### EXERCISE DESCRIPTION
In the records below, locate the line containing "Query: cane rubber tip"; output that line and every following line through the last, exactly.

** BEGIN INPUT ROWS **

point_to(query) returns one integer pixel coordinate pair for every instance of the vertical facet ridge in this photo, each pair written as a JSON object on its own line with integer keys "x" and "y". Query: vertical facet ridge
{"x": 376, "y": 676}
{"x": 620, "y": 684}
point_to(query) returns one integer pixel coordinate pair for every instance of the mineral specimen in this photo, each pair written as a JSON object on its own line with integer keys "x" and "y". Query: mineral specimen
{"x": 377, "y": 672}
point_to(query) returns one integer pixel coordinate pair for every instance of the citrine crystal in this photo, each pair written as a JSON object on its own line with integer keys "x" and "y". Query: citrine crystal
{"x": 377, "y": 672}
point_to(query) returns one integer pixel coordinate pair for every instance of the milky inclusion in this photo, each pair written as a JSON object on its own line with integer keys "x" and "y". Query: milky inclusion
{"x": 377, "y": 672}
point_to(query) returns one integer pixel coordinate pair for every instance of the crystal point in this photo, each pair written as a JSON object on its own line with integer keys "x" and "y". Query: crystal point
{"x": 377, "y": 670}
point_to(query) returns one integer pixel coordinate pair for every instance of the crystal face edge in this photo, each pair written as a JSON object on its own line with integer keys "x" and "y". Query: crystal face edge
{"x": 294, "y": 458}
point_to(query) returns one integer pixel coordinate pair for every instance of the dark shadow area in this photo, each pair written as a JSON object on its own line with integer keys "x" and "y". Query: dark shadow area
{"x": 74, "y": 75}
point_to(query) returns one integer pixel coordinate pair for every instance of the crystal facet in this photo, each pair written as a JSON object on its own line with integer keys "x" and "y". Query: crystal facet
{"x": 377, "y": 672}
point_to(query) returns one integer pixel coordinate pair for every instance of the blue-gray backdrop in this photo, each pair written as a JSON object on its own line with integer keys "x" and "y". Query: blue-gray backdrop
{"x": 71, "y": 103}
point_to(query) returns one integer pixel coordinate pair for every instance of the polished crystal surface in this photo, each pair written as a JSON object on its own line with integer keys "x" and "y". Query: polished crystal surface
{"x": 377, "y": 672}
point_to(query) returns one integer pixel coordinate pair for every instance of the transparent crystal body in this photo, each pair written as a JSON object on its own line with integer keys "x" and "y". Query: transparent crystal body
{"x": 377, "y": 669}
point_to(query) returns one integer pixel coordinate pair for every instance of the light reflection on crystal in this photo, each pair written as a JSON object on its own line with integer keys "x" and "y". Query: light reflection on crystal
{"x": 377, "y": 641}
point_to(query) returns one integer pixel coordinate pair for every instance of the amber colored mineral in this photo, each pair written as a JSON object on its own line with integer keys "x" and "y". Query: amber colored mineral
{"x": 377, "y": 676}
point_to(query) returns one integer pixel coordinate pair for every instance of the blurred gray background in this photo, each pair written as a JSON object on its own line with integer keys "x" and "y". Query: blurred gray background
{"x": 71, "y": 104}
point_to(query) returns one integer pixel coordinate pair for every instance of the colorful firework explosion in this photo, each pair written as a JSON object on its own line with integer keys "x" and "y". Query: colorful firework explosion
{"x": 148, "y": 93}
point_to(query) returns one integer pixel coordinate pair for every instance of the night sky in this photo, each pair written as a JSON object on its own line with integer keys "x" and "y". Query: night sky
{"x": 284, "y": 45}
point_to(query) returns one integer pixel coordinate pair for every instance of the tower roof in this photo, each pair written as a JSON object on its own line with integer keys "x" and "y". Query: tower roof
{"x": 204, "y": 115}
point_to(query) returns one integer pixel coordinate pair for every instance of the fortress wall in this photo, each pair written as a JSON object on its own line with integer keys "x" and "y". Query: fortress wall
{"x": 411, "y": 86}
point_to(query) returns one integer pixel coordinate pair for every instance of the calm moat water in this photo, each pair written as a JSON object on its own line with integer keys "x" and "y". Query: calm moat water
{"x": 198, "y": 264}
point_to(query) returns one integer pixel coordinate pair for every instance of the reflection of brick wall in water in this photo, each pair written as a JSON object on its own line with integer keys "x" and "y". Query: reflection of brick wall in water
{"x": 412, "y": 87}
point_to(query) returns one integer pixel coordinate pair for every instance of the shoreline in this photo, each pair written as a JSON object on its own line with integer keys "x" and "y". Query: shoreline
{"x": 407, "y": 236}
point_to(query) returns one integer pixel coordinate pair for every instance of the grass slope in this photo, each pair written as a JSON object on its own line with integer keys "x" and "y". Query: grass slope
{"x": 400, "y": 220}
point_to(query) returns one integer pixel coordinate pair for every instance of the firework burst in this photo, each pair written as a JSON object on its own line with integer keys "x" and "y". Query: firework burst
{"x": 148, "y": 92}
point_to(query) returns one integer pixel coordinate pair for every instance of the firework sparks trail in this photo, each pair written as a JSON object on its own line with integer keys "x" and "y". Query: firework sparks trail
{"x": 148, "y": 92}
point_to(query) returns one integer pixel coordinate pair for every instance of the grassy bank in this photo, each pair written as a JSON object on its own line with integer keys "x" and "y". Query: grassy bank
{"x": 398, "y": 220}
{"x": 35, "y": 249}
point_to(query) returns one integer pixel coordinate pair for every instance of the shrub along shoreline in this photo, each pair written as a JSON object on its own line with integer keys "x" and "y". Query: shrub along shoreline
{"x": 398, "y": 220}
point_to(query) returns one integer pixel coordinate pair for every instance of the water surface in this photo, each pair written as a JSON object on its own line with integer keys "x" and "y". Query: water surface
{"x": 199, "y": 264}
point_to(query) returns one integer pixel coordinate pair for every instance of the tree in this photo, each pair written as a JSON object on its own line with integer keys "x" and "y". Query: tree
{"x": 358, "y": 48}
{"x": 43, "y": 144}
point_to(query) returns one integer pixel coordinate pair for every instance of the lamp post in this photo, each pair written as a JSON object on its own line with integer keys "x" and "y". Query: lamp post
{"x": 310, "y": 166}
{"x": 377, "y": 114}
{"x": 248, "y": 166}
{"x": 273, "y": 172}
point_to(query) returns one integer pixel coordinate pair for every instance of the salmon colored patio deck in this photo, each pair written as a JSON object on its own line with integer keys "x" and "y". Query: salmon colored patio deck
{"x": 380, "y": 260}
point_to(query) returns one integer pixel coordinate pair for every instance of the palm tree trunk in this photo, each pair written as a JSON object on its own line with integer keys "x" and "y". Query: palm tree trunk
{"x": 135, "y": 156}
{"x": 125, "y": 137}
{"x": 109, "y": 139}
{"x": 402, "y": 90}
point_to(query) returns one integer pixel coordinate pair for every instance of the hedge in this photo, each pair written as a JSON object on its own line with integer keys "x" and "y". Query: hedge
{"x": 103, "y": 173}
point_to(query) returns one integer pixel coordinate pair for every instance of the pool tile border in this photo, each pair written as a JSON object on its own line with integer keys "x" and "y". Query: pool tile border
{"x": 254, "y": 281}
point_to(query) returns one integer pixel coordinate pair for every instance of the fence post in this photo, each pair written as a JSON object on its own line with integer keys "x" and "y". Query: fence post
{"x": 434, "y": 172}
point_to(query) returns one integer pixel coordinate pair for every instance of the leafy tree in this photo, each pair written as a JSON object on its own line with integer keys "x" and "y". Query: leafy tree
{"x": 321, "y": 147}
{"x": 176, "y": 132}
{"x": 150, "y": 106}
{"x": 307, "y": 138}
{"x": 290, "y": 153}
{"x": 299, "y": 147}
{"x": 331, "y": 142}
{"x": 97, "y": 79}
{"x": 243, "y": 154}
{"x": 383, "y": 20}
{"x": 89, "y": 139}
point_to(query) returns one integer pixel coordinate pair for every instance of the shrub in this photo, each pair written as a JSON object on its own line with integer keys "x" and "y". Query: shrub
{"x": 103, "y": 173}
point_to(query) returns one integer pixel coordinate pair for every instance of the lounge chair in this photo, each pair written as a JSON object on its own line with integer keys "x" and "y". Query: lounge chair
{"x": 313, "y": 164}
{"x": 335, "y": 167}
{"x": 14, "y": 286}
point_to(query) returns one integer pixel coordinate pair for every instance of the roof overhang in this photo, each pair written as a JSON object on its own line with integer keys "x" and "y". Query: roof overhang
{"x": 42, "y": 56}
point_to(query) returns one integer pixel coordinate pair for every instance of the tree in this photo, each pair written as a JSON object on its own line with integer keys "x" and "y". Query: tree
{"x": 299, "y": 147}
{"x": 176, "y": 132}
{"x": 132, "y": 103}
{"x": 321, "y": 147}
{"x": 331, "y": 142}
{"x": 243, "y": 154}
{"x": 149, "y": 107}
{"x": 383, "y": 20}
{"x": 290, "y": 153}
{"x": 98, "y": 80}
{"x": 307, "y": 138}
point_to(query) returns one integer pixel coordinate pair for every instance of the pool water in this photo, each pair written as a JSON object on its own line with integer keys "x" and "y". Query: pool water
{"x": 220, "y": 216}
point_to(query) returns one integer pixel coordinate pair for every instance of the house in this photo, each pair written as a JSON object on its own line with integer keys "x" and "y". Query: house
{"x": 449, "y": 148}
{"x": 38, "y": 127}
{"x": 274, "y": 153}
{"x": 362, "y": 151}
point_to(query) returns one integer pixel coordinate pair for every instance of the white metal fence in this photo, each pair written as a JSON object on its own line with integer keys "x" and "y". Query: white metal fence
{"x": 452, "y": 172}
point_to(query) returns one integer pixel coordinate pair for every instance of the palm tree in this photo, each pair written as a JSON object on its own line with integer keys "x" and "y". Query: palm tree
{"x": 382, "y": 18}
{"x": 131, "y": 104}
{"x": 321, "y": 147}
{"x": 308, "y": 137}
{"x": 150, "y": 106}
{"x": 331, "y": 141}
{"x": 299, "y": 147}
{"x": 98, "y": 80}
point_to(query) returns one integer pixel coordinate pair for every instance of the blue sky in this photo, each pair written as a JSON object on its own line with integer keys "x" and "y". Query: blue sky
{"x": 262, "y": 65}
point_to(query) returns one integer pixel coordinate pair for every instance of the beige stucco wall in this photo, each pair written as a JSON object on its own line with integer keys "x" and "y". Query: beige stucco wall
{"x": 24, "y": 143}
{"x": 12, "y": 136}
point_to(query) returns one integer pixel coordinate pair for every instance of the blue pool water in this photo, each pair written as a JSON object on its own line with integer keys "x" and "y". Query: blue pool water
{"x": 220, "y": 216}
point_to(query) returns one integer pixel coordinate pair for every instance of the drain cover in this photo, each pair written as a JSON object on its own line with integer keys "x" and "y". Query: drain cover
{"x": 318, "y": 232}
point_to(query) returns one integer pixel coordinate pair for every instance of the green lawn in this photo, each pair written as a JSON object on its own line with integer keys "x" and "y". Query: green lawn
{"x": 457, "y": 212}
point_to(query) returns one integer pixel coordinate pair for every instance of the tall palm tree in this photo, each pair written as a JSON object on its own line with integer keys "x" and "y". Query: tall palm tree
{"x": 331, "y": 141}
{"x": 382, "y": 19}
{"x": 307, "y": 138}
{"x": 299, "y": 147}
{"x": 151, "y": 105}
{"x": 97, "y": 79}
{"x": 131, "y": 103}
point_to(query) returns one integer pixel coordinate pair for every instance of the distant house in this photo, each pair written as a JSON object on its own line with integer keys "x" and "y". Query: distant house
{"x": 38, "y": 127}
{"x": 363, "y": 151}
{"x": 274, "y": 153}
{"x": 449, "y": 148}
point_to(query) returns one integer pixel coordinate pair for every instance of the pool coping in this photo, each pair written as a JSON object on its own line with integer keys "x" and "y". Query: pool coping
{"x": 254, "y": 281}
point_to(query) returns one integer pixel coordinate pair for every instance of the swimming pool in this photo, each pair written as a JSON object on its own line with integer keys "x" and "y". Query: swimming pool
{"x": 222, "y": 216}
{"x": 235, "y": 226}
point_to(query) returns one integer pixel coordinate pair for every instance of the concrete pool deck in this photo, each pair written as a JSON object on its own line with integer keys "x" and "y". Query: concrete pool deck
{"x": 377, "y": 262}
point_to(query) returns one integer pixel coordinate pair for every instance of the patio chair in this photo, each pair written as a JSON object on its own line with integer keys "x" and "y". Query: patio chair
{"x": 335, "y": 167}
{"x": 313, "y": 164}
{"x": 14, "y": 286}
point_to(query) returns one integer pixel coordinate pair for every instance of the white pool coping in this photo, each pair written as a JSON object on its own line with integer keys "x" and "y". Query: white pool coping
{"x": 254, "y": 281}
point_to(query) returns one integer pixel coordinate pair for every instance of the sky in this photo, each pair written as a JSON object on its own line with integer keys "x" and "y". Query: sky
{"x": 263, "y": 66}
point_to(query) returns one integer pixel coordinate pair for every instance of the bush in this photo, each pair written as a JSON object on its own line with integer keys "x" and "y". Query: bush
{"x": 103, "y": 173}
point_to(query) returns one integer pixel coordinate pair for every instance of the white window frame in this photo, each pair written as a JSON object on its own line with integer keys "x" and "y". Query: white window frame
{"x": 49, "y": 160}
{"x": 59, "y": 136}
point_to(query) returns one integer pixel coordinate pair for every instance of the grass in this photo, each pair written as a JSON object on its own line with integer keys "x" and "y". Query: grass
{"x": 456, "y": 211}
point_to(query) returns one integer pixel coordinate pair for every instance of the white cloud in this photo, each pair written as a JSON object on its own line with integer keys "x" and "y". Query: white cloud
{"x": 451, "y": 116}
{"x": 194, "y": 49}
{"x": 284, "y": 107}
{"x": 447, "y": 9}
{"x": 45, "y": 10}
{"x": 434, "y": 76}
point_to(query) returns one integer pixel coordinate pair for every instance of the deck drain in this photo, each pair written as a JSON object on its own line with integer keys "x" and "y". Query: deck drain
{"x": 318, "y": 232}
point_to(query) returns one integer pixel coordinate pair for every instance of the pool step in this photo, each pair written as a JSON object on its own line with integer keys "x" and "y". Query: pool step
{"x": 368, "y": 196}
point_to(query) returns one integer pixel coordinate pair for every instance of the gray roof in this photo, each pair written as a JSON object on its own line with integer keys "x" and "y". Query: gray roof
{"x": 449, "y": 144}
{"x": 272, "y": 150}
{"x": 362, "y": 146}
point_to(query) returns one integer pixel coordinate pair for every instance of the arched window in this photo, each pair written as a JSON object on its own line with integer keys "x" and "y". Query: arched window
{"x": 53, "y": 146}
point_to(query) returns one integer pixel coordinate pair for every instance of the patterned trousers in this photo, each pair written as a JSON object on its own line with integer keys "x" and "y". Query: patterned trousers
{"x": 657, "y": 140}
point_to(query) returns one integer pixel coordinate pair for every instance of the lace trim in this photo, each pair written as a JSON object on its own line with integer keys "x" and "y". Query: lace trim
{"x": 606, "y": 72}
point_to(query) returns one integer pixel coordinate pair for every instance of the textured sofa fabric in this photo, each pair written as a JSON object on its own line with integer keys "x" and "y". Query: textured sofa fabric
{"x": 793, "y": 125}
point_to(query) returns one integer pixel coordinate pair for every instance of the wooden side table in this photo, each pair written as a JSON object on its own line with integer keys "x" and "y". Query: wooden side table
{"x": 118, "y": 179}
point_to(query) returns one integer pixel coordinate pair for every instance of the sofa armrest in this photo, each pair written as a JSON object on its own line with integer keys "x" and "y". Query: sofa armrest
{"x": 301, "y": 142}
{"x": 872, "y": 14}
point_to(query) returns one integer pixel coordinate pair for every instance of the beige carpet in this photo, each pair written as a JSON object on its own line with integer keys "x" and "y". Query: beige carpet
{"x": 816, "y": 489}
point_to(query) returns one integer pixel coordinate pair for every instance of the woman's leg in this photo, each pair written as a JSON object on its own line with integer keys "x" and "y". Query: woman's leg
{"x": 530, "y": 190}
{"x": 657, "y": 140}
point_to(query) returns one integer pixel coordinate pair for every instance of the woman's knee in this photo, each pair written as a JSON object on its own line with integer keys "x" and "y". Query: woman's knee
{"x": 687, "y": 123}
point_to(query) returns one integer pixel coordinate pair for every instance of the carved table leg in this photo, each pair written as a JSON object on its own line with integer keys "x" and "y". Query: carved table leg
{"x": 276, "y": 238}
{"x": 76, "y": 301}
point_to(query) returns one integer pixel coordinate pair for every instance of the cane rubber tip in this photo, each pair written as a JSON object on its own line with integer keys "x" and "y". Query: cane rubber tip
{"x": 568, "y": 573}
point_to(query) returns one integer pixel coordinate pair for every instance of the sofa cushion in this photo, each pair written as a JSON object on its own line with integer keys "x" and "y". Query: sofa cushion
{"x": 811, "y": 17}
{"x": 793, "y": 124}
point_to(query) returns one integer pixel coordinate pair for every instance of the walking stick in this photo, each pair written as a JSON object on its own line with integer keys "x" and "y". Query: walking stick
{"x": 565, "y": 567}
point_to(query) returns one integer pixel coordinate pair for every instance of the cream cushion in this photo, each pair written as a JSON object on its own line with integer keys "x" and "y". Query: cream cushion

** END INPUT ROWS **

### TASK SOLUTION
point_to(query) returns one integer pixel coordinate pair for every instance of the cane rubber tip in this photo, each pair written as a JSON object on its own line with integer keys "x" and "y". Query: cane rubber tip
{"x": 568, "y": 573}
point_to(query) returns one integer pixel coordinate pair for every instance of the sofa cushion in this photo, each pair written as a JSON object on its own line with integer keys "x" and "y". Query: sofa cushion
{"x": 811, "y": 17}
{"x": 793, "y": 124}
point_to(query) returns one integer pixel coordinate pair for every instance of the walking stick in this photo, each pair written as a JSON object on its own line with integer keys "x" and "y". Query: walking stick
{"x": 565, "y": 567}
point_to(query) returns one integer pixel coordinate pair for every instance of the cream cushion in this photo, each pair written as a JSON object on its own line with integer keys "x" and "y". Query: cream cushion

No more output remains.